» **Task directions**: Copy the text of the records below word for word, leaving out the pictures.

------------------------------------------------------------

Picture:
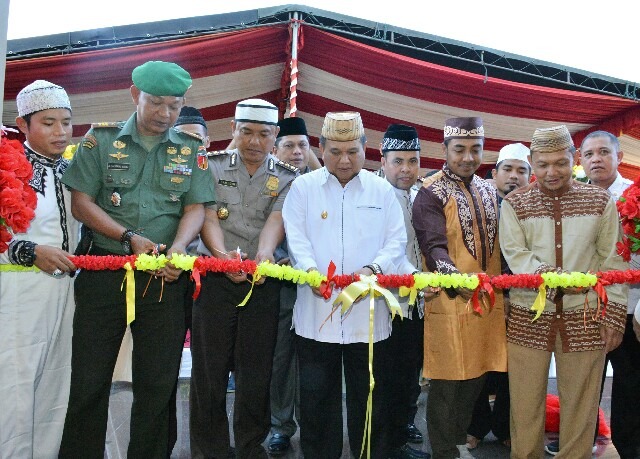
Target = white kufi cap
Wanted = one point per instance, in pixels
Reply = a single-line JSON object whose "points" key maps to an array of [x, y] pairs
{"points": [[514, 151], [41, 95]]}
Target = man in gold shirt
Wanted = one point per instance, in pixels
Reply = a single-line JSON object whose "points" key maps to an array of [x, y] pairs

------------------------------------------------------------

» **Response**:
Picture:
Target = white kufi cap
Wanted = one point per instance, in pixels
Reply = a single-line JSON object whose "points" key maps to an array of [x, y] pairs
{"points": [[514, 151], [41, 95]]}
Target = man in gold shirt
Wanted = one point per instance, in pixels
Reply = a single-line JSON object whose "points" key maps to an array of [x, y] pairs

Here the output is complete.